**** READING PASSAGE

Université de Sherbrooke athletic teams

The Sherbrooke Vert & Or (Vert-et-Or de Sherbrooke; "Sherbrooke Green & Gold") is the athletic teams that represent the Université de Sherbrooke in Sherbrooke, Quebec, Canada. The team plays in Réseau du sport étudiant du Québec (French for "Quebec Student Sports Network").

==Varsity teams==

- Track and Field (M/W)
- Football (M)
- Cross Country (M/W)
- Badminton (M/W)
- Golf (M/W)
- Rugby (M/W)
- Soccer (M/W)
- Swimming (M/W)
- Volleyball (M/W)
- Cheerleading
- Ultimate (sport) (M/W)

==Football==

The Sherbrooke Vert & Or U Sports football team began its second incarnation in 2003, thirty years after the first program was dropped in 1973. The Vert & Or first began to play in 1971 in the Quebec Universities Athletic Association, but only played for three seasons. The program was dropped after the 1973 season due to a shift in philosophy as many francophone universities placed an emphasis on community involvement and intramural athletic activities as opposed to intercollegiate athletics. That philosophy has shifted back to intercollegiate sports as Université Laval, Université de Montréal and Sherbrooke each began programs in 1996, 2002 and 2003, respectively.

********

EXERCISE – In the Sherbrooke athletics passage, why was the Vert & Or football program dropped after the 1973 season? The listing comes from a different source than the Sherbrooke athletics passage.

**** THE DATA

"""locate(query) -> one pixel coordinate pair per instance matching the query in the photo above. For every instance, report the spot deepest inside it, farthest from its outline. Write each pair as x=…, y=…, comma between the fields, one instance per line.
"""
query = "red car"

********

YOUR SOLUTION – Many francophone universities shifted their philosophy to emphasize community involvement and intramural athletic activities rather than intercollegiate athletics.